* **Written instruction 1**:
Format the lines of the records as a JSON list of strings with one string per line, leaving out blank lines, starting with the line containing "TARGET = clear plastic visor" and going on through the line containing "x=147, y=443".

* **Page extract**:
☆ ☆ ☆ ☆ ☆ ☆ ☆

“The current situation is different from past episodes when geopolitical events led the Fed to delay tightening or ease because inflation risk has created a stronger and more urgent reason for the Fed to tighten today,” researchers at Goldman Sachs wrote in an analysis note.

Plus, with wages rising and consumers increasingly expecting high inflation in the coming years, the fact that the conflict has the potential to further elevate prices could strike the central bank as problematic.

“Further increases in commodity prices might be more worrisome than usual,” they wrote.

Some economists warned that the Russian invasion in some ways echoed the inflationary episode of the 1970s: Back then, price increases were already rapid, and a sharp oil price increase pushed inflation up further and made it stick around. The Arab oil embargo of 1973-74 and the Iranian revolution of 1979 both contributed to an oil supply shortage.

“There is something eerily reminiscent of the 1970s and the surge in energy prices associated with Russia’s invasion of the Ukraine,” Diane Swonk, chief economist at Grant Thornton, wrote on Twitter Thursday. “It couldn’t happen at a worse time as it is pouring fuel over an already kindled fire of inflation.”

☆ ☆ ☆ ☆ ☆ ☆ ☆

* **Written instruction 2**:
According to the text on inflation, which two events contributed to an oil supply shortage in the 1970s?

Records of labeled points:
☆ ☆ ☆ ☆ ☆ ☆ ☆

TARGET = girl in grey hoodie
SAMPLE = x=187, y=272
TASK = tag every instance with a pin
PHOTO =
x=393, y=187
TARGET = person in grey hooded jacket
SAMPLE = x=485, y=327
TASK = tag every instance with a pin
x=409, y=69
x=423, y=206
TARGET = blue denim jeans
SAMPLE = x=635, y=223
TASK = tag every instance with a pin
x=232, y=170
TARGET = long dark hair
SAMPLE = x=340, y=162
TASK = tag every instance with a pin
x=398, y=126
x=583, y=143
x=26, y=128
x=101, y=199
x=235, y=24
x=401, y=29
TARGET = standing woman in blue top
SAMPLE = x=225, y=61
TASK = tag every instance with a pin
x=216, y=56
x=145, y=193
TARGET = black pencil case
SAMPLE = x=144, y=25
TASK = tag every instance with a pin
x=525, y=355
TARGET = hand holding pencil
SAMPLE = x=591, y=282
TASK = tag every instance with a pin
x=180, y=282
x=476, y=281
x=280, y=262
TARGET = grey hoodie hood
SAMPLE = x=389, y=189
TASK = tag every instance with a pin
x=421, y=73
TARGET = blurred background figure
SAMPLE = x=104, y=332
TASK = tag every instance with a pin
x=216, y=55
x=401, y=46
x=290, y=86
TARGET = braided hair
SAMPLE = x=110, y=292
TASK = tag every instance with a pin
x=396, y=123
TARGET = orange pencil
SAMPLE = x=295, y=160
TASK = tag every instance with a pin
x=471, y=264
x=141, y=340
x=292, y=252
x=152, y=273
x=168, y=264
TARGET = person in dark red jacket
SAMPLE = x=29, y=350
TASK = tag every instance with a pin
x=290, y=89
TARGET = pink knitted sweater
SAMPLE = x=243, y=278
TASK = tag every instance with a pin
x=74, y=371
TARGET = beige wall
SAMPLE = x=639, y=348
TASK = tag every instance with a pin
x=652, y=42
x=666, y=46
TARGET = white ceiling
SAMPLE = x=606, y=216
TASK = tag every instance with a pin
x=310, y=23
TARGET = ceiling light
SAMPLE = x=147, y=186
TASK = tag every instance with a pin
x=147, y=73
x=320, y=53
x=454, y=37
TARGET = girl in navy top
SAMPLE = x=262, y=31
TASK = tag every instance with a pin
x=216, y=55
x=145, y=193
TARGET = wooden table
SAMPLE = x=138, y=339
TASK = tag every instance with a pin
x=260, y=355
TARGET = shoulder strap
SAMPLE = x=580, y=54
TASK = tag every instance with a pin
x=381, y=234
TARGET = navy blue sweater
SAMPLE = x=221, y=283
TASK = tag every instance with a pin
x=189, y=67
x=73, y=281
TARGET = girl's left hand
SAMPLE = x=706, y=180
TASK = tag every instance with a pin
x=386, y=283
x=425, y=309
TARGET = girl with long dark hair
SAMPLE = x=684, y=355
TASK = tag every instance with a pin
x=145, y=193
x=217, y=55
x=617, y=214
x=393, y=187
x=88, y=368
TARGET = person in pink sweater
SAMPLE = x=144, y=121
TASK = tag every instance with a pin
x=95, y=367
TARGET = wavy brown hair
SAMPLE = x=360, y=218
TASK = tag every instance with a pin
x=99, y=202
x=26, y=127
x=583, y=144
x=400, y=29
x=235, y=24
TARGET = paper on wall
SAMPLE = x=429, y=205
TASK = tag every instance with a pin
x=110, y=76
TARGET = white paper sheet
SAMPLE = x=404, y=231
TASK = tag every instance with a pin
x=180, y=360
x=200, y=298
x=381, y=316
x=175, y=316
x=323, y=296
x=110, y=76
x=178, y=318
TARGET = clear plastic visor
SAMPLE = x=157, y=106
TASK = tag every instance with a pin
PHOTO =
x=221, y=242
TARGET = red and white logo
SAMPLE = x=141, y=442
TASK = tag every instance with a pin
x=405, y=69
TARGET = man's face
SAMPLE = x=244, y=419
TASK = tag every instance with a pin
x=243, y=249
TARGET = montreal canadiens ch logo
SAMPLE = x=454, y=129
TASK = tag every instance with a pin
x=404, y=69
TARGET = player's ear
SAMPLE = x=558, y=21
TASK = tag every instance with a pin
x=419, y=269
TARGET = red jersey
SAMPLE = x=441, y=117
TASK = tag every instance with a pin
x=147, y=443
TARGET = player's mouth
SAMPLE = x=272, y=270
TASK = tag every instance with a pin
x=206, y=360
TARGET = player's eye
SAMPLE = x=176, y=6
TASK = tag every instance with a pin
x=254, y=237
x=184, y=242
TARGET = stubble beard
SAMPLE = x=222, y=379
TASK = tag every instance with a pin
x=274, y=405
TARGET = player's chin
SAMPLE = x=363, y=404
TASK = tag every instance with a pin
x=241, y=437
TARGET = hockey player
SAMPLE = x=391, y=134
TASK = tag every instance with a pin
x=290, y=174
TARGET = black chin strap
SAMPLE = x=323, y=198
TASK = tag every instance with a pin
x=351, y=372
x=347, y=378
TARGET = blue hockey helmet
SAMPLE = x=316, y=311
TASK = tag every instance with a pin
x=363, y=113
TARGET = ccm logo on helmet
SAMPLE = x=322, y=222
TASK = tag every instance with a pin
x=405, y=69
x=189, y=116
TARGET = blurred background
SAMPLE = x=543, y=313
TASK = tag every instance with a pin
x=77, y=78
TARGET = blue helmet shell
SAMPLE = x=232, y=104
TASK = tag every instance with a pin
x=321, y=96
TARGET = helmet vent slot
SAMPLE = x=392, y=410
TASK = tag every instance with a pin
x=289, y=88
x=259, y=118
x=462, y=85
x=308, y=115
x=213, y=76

☆ ☆ ☆ ☆ ☆ ☆ ☆

* **Full solution 1**:
[
  "TARGET = clear plastic visor",
  "SAMPLE = x=157, y=106",
  "TASK = tag every instance with a pin",
  "PHOTO =",
  "x=221, y=242",
  "TARGET = red and white logo",
  "SAMPLE = x=141, y=442",
  "TASK = tag every instance with a pin",
  "x=405, y=69",
  "TARGET = man's face",
  "SAMPLE = x=244, y=419",
  "TASK = tag every instance with a pin",
  "x=243, y=249",
  "TARGET = montreal canadiens ch logo",
  "SAMPLE = x=454, y=129",
  "TASK = tag every instance with a pin",
  "x=404, y=69",
  "TARGET = player's ear",
  "SAMPLE = x=558, y=21",
  "TASK = tag every instance with a pin",
  "x=419, y=269",
  "TARGET = red jersey",
  "SAMPLE = x=441, y=117",
  "TASK = tag every instance with a pin",
  "x=147, y=443"
]

* **Full solution 2**:
The Arab oil embargo of 1973-74 and the Iranian revolution of 1979.